- [YOUR INSTRUCTIONS]: Put each line of the records below into a numbered list, skipping any blank lines. Leave the pictures out of your answer.

- [SOURCE RECORDS]:
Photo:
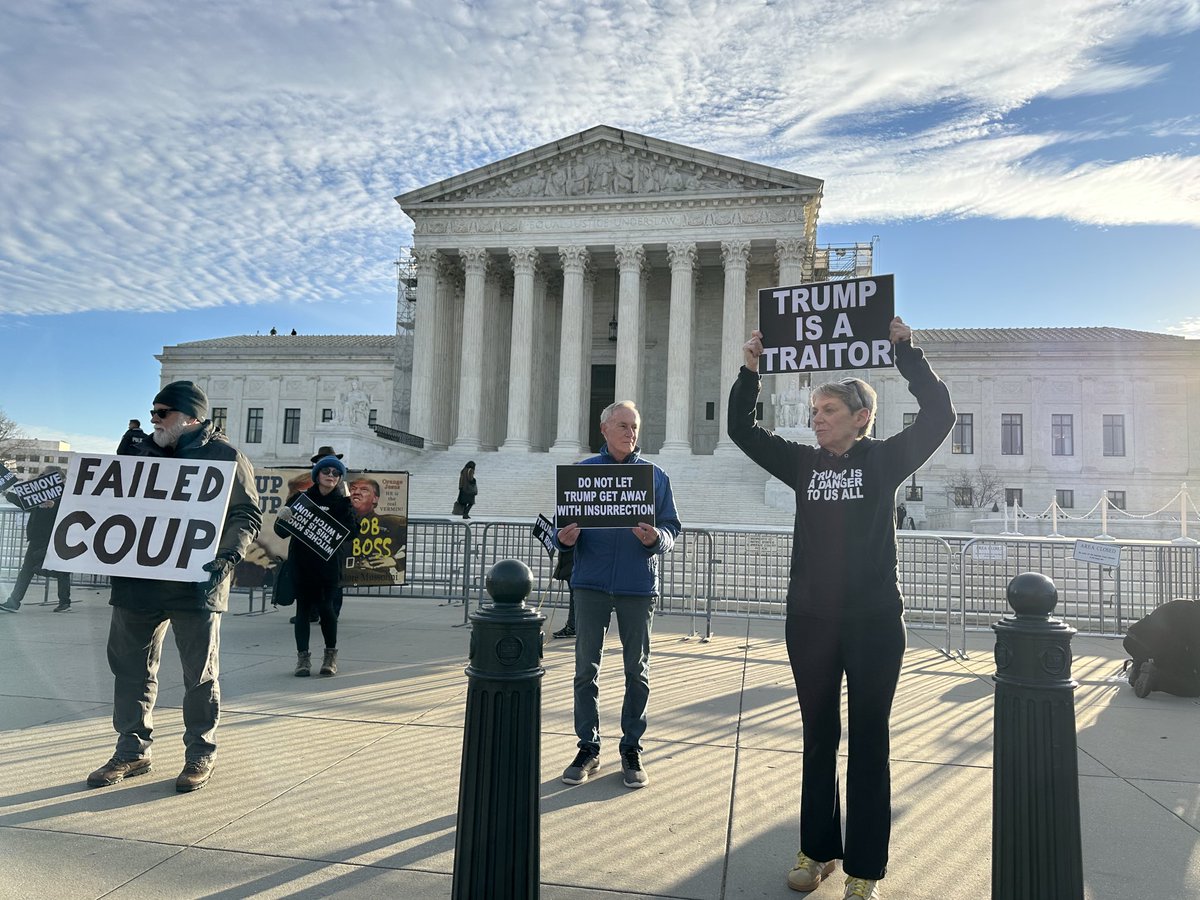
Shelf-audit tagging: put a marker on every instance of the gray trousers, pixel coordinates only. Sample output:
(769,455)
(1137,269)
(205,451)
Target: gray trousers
(135,651)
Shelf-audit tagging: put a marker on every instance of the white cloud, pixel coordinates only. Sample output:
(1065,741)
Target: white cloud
(165,156)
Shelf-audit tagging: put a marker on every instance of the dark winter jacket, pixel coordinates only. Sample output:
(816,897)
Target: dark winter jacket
(613,561)
(844,544)
(241,525)
(307,564)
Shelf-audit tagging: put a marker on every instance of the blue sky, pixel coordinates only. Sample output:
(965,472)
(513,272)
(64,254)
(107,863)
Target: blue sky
(175,172)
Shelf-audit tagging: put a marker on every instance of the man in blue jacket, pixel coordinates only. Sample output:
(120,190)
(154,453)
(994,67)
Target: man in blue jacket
(617,570)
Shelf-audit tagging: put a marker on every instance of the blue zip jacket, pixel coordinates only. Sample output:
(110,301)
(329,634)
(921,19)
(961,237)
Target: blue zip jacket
(613,561)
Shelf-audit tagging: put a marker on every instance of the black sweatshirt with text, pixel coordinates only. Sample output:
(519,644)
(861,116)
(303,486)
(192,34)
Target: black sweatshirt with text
(844,545)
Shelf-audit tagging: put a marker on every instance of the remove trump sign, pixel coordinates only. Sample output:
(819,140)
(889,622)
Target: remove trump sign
(141,517)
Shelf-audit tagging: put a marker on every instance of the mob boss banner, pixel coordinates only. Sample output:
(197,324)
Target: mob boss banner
(141,517)
(827,325)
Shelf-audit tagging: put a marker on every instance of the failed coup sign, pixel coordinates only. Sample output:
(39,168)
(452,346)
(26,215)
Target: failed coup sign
(827,325)
(141,517)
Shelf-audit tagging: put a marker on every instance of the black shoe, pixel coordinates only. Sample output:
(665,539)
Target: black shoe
(1145,683)
(117,769)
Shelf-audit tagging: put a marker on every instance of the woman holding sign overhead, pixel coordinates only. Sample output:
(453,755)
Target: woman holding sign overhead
(845,613)
(318,580)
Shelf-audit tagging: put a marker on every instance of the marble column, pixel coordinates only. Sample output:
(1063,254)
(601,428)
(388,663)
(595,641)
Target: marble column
(679,347)
(525,262)
(736,258)
(630,335)
(471,373)
(420,414)
(571,401)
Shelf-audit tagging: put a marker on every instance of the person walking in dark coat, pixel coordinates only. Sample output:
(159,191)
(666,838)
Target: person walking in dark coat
(467,489)
(39,528)
(318,582)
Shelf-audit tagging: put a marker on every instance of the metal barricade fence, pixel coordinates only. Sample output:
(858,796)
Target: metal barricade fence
(1095,599)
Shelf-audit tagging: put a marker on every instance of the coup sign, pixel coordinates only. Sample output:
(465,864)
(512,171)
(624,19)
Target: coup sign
(141,517)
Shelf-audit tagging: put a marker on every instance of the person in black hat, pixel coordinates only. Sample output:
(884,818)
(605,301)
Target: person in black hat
(318,581)
(143,607)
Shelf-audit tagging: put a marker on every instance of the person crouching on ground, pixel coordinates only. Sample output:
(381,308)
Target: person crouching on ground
(845,613)
(318,581)
(143,607)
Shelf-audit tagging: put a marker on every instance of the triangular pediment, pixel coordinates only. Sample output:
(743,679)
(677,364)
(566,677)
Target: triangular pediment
(605,162)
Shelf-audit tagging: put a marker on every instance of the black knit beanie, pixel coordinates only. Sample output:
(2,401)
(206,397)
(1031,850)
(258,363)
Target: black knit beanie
(186,397)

- [EXPECTED OUTPUT]:
1. Photo:
2. Shelf-audit tagging: put a marker on every instance of the gray trousers, pixel coordinates only. Sample output:
3. (769,455)
4. (1137,269)
5. (205,451)
6. Target: gray trousers
7. (135,651)
8. Shelf-audit tagging: put a marker on every instance of the white cloud, pixel coordinates only. Sample output:
9. (1065,741)
10. Target: white cloud
11. (165,156)
12. Shelf-audit tagging: put a marker on every instance of the dark winter jacket, pixel coordinates only. Sample output:
13. (816,897)
14. Target: dark winter jacket
15. (613,561)
16. (844,544)
17. (241,525)
18. (307,564)
19. Shelf-audit tagging: put a marker on every instance of the blue sky, pixel coordinates only. Sample output:
20. (965,472)
21. (513,272)
22. (64,254)
23. (107,863)
24. Target: blue sky
25. (175,172)
26. Shelf-audit tagging: put a marker on every instance of the man in blue jacket, pixel coordinates only. Sample output:
27. (120,190)
28. (154,453)
29. (994,67)
30. Target: man in blue jacket
31. (617,570)
32. Shelf-audit tagging: put a marker on every instance of the blue zip jacket, pixel coordinates only. Sample output:
33. (110,301)
34. (329,634)
35. (921,19)
36. (961,237)
37. Target: blue zip jacket
38. (613,561)
39. Shelf-audit tagging: put a marker on every instance of the black sweatshirt with text, pixel coordinates only. Sample output:
40. (519,644)
41. (861,116)
42. (303,486)
43. (192,34)
44. Target: black sweatshirt with text
45. (844,545)
46. Shelf-audit tagging: put a marker on every instance of the remove trump sign, pixel coordinates only. Sample output:
47. (819,140)
48. (889,622)
49. Target: remove trump sign
50. (141,517)
51. Shelf-audit tagging: put a marker on every instance of the mob boss banner, pixel coordinates only. Sample output:
52. (197,324)
53. Target: mob boss banner
54. (141,517)
55. (827,325)
56. Shelf-audit tagging: put a marker on every instance of the failed coup sign, pixel coordinates only. Sample output:
57. (39,168)
58. (452,346)
59. (26,215)
60. Target: failed coup sign
61. (827,325)
62. (141,517)
63. Shelf-audit tagging: put a marker on every instance of the black shoe, pixel coordinates only. Sample output:
64. (665,539)
65. Target: black shoe
66. (1145,683)
67. (117,769)
68. Shelf-audit tagging: put a marker on every instance of the woman holding sign overhead, pixel coordinates only. Sample output:
69. (453,755)
70. Target: woman holding sign overhead
71. (845,613)
72. (318,580)
73. Shelf-audit tagging: put a marker on every instance of the marble column, pixel coordinates only. Sample output:
74. (1063,254)
75. (601,428)
76. (388,663)
77. (595,641)
78. Target: marble column
79. (679,347)
80. (525,262)
81. (736,258)
82. (630,335)
83. (471,373)
84. (420,414)
85. (571,401)
86. Shelf-audit tagging: put a marker on every instance of the person walking in dark coat, pixel coordinates only. Sample output:
87. (159,191)
88. (666,838)
89. Target: person walking in dark coat
90. (467,489)
91. (39,528)
92. (318,582)
93. Shelf-audit tagging: put a marker on every instance of the metal barricade fence, pixel coordinates only. Sample output:
94. (858,796)
95. Target: metal barricade fence
96. (1095,599)
97. Shelf-audit tagging: put a marker on every instance of the coup sign, pixel coordinates only. Sample output:
98. (465,864)
99. (512,171)
100. (624,19)
101. Target: coup sign
102. (141,517)
103. Shelf-audit tagging: put a marker on every instance of the person in black hat, pixel coordinates only. Sample output:
104. (884,818)
105. (605,301)
106. Target: person in black hat
107. (318,581)
108. (143,607)
109. Shelf-audit tagging: put a marker on every instance of the person crouching on ground, pixel coordinates only. Sample output:
110. (381,308)
111. Target: person crouching on ground
112. (845,613)
113. (318,581)
114. (143,607)
115. Shelf-audit tagging: put a marker on every instance of the triangular pediment, pixel coordinates only. Sample output:
116. (743,679)
117. (677,364)
118. (566,677)
119. Target: triangular pediment
120. (605,162)
121. Shelf-audit tagging: put a marker on every instance of the black knit beanie, pixel coordinates only. Sample output:
122. (2,401)
123. (206,397)
124. (1031,850)
125. (258,363)
126. Target: black knit beanie
127. (186,397)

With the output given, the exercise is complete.